| What is needed |
Can you rewrite the microglia passage from "HFHS diet-evoked changes" to "10 μm for IBA-1 + morphology." with "cohort" renamed to "group"?

| Document passage |
• • • • • • •

HFHS diet consumption changed PFC microglia density and morphology

Microglia undergo extensive morphological restructuring in response to exogenous and endogenous environmental events that may underlie central nervous system dysfunction⁵². Microglia were immunostained with ionized calcium binding adaptor molecule-1 (IBA-1) and fluorescent intensity and morphology was assessed. Overall, adult mice had greater PFC microglial density compared to adolescents (Fig. 4A,B, main effects of age PrL: F(1,27) = 51.07, p < 0.001, IL: F(1,27) = 83.18, p < 0.001, OFC: F(1,27) = 75.08, p < 0.001). HFHS diet evoked changes to microglia density that differed across age groups—HFHS diet increased IBA-1 density in adult but not adolescent mice in the PrL (diet × age: F(1,27) = 6.91, p = 0.025, simple main effect of diet the adult group F(1,27) = 4.704, p = 0.039, but not adolescent F(1,27) = 1.462, p = 0.237), but not in the IL (diet × age: F(1,27) = 3.0, p = 0.095) and OFC (diet × age: F(1,27) = 4.059, p = 0.054).

Figure 4.

HFHS diet-evoked changes to PFC microglia density and morphology. Mice in the adult cohort had a significantly greater (A,B) IBA-1 fluorescence in all three prefrontal subregions. Consumption of the HFHS diet evoked a selective increase (A,B) in IBA-1 density in the PrL cortex in the adult cohort. Mice that consumed HFHS diet across adolescence had proportionally fewer (C,D) ramified ‘resting’ microglia in all three regions and more hypertrophied ‘active’ microglia in the PrL and OFC. In contrast, no diet-related changes (C,E) in PFC microglia morphology was seen in mice that consumed HFHS diet as adults. Data were assessed using two-way ANOVAs and *p < 0.05, **p < 0.01, ***p < 0.001, ****p < 0.0001. Representative photomicrographs were taken at 40X magnification (green—IBA-1 + microglia), scale bars show 50 μm for IBA-1 + density and 10 μm for IBA-1 + morphology.

Microglia can be visually classified using morphological characteristics that align to functional phenotypes⁴⁷. As such, microglia were classified into one of three morphological states: (a) ramified microglia were defined as having multiple radially projecting processes and an oval cell body, (b) hypertrophied microglia, which were classified by their enlarged darkened soma and shorter, thicker, and less branched processes, and (c) amoeboid microglia, where are defined as having densely stained, enlarged cell bodies with few short, if any, processes (Fig. 4C). Hypertrophied and amoeboid morphologies reflect activated states often seen in obesity⁵³, whereas ramification reflects a resting, or surveillance state.

• • • • • • •

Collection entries
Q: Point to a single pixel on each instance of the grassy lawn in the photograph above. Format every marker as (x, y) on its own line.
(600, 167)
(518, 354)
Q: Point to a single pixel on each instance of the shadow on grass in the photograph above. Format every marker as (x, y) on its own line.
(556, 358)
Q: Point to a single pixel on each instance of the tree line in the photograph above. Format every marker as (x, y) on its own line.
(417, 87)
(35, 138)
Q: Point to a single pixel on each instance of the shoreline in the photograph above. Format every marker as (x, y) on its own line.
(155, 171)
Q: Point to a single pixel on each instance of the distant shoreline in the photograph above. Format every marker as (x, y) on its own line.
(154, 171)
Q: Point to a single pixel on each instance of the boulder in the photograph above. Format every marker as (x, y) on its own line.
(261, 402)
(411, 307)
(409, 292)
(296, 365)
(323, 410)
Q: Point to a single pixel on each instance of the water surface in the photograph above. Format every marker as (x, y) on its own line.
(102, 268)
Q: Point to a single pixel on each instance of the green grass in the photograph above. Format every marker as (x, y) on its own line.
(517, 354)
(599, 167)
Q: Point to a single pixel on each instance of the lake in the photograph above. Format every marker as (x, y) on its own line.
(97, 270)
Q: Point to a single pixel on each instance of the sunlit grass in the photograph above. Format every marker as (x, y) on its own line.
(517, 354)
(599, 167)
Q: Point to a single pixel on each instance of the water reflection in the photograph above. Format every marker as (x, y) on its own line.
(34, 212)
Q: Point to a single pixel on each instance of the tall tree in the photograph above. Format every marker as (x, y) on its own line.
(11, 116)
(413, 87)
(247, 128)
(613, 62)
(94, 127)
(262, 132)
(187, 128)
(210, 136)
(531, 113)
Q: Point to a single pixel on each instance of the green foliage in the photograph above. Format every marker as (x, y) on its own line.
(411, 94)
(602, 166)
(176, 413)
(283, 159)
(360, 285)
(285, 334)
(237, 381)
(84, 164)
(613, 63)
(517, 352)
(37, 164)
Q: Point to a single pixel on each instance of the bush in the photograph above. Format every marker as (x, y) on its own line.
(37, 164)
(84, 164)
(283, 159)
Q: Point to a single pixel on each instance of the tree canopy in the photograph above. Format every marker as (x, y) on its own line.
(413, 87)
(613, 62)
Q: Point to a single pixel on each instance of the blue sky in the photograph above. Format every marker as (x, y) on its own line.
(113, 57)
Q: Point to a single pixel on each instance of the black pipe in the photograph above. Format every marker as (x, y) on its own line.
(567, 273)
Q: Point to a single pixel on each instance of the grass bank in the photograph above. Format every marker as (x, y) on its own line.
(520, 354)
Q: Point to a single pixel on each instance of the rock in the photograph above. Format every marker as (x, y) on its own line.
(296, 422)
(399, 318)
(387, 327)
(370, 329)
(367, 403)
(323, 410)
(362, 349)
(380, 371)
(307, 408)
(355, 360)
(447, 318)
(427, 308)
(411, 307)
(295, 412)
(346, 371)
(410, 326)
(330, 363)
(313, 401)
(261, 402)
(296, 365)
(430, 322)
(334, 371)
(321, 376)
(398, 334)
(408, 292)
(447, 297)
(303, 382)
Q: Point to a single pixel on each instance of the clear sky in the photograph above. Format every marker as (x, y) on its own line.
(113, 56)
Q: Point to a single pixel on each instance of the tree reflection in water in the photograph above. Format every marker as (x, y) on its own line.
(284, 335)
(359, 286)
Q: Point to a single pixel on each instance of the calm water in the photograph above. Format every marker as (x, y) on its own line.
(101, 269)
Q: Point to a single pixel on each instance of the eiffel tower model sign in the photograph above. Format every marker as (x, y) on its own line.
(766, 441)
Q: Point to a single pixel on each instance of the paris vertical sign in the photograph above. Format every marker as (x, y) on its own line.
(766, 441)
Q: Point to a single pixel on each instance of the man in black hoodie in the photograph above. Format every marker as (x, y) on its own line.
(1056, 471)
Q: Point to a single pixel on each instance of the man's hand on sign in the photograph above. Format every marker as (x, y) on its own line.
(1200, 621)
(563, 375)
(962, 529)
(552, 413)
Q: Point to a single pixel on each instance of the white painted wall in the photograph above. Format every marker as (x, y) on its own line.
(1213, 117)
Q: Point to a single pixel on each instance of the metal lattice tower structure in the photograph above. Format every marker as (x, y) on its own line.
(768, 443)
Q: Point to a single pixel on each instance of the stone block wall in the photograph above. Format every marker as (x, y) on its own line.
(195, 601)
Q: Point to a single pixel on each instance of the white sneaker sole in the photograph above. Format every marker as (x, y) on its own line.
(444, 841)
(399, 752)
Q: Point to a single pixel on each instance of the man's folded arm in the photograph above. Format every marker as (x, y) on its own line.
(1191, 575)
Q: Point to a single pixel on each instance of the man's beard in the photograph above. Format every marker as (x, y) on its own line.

• • • • • • •

| Response below |
HFHS diet-evoked changes to PFC microglia density and morphology. Mice in the adult group had a significantly greater (A,B) IBA-1 fluorescence in all three prefrontal subregions. Consumption of the HFHS diet evoked a selective increase (A,B) in IBA-1 density in the PrL cortex in the adult group. Mice that consumed HFHS diet across adolescence had proportionally fewer (C,D) ramified ‘resting’ microglia in all three regions and more hypertrophied ‘active’ microglia in the PrL and OFC. In contrast, no diet-related changes (C,E) in PFC microglia morphology was seen in mice that consumed HFHS diet as adults. Data were assessed using two-way ANOVAs and *p < 0.05, **p < 0.01, ***p < 0.001, ****p < 0.0001. Representative photomicrographs were taken at 40X magnification (green—IBA-1 + microglia), scale bars show 50 μm for IBA-1 + density and 10 μm for IBA-1 + morphology.